Nothing but the lines from the one with "the mainsail, each" through the final line of the entries below should be written out, each exactly as given.

※

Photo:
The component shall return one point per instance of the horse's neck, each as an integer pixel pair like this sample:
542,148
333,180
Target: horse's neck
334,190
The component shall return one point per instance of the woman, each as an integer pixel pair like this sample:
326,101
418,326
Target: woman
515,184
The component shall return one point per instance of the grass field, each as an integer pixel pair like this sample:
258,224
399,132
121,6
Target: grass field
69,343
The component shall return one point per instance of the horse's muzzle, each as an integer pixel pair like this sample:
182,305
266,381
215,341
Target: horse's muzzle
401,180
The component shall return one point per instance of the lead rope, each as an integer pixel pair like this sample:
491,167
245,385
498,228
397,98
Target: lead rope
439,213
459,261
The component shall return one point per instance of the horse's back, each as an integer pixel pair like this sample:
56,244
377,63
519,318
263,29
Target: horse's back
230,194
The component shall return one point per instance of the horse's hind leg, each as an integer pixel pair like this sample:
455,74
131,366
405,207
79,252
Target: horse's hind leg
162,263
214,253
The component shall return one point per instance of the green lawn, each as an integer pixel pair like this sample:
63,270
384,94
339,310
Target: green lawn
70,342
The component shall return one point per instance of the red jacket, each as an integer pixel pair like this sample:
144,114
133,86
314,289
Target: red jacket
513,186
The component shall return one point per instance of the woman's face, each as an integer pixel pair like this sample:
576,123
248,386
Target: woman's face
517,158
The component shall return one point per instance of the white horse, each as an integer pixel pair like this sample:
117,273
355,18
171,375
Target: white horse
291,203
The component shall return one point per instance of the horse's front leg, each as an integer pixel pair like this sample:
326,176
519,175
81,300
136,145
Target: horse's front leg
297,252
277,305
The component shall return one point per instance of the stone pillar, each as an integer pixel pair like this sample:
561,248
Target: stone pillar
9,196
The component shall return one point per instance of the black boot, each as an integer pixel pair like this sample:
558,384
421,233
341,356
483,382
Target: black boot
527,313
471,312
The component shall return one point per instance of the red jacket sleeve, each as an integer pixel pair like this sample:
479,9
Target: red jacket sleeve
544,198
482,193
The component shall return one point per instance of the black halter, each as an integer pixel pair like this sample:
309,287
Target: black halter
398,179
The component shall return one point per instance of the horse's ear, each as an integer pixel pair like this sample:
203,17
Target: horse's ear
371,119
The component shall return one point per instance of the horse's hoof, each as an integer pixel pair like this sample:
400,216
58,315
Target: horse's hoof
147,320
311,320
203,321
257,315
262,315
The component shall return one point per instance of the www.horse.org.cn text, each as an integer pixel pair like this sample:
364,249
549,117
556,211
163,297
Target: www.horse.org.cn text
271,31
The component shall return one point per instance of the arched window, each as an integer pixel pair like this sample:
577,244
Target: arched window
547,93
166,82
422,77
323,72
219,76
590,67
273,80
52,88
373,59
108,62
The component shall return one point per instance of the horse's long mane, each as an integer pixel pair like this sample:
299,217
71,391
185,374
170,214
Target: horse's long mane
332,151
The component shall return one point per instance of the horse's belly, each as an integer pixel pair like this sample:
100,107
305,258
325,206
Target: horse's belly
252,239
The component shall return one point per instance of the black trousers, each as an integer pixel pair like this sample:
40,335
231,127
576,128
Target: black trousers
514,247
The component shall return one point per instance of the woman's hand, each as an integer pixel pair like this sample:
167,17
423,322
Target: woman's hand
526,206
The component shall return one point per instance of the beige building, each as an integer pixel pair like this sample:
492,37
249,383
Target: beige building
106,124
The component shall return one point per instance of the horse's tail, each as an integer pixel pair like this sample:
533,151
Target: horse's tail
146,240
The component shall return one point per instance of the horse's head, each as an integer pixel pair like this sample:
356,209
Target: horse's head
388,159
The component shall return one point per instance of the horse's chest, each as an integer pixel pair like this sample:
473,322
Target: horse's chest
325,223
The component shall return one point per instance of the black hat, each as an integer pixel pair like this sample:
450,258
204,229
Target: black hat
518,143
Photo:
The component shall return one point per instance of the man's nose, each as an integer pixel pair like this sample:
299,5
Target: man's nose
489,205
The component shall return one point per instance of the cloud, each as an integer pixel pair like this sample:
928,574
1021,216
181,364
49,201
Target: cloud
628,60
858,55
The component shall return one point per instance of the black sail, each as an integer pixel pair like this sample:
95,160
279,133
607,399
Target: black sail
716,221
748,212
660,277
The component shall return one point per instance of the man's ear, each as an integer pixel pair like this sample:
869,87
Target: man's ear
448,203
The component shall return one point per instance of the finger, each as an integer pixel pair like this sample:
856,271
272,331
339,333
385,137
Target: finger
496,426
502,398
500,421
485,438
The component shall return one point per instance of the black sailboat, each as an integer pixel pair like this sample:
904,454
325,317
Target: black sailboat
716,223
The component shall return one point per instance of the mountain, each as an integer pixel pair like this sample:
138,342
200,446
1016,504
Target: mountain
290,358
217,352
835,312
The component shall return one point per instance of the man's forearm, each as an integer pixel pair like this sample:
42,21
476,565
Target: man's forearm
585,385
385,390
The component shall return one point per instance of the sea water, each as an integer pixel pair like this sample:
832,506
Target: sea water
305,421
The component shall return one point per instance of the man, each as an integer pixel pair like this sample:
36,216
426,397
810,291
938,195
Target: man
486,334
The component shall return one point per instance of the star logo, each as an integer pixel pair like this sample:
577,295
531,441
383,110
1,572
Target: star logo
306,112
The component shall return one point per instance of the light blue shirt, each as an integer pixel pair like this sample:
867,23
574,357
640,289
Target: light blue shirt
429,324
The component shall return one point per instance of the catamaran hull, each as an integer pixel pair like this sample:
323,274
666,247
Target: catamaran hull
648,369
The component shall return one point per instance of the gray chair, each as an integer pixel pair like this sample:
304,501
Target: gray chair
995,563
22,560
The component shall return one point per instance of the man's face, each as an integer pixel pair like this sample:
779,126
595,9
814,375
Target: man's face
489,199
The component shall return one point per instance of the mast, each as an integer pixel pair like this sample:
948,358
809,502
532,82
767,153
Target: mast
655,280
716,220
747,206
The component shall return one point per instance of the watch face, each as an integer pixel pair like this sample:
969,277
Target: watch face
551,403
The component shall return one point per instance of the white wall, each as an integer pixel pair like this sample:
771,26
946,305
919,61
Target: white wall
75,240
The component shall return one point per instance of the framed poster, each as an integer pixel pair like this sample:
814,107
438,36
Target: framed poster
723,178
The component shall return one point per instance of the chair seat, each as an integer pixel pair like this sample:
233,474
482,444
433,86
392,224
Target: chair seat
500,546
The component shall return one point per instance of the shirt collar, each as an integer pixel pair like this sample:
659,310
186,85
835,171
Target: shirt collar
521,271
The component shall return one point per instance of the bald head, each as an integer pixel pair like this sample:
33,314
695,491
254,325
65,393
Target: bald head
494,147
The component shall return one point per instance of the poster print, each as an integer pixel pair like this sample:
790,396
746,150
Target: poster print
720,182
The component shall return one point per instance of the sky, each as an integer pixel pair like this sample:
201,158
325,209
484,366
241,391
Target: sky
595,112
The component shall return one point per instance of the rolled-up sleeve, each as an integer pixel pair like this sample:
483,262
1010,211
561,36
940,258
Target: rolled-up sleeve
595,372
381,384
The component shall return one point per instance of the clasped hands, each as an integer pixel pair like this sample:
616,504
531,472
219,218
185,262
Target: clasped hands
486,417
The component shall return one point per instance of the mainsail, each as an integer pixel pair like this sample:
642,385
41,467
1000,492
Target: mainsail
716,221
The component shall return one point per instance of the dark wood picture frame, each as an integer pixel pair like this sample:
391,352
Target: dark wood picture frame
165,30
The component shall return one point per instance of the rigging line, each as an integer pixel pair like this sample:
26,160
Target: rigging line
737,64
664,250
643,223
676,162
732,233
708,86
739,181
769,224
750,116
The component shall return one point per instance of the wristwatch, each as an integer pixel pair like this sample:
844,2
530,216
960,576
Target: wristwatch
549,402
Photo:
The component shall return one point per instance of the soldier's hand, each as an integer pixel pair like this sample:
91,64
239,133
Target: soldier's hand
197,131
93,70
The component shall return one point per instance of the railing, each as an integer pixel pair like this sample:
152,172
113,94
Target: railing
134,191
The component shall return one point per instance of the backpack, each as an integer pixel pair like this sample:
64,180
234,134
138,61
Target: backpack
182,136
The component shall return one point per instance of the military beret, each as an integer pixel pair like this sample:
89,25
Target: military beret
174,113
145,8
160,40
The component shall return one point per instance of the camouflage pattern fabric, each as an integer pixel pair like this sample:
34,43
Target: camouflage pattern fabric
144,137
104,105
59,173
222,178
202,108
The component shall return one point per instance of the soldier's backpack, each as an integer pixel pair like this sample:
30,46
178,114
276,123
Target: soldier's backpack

※

Answer to this task |
The component shall return one point per instance of the mainsail, each as an integer pixel pair like this sample:
642,385
41,467
1000,492
Target: mainsail
716,221
The component shall return one point per instance of the dark wood picture frame, each as an integer pixel pair like this sample:
391,352
Target: dark wood picture frame
165,30
The component shall return one point per instance of the rigging line, each as an integer pixel pair like this sample:
26,160
Target: rigging line
737,64
664,250
643,223
676,162
732,233
708,86
739,181
769,224
750,116
The component shall return one point per instance of the wristwatch, each as an integer pixel pair like this sample:
844,2
530,216
960,576
Target: wristwatch
549,402
Photo:
The component shall return one point per instance of the soldier's hand, each as an integer pixel pair like this sample:
91,64
239,133
Target: soldier's hand
197,131
93,70
The component shall return one point per instance of the railing, each as an integer pixel pair like this sample:
152,172
113,94
Target: railing
134,191
The component shall return one point per instance of the backpack, each as an integer pixel pair like this sample:
64,180
234,134
138,61
Target: backpack
182,136
The component shall return one point per instance of the military beret, each as an integer pixel pair like this sample:
89,25
Target: military beret
174,113
145,8
160,40
The component shall return one point per instance of the camouflage pattern fabric, each as an integer pixel pair like this sample:
34,43
Target: camouflage pattern fabric
144,137
104,105
59,173
222,178
202,108
The component shall return one point per instance of the soldier's backpack, each as an integer pixel pair like this sample:
30,46
178,114
276,123
Target: soldier's backpack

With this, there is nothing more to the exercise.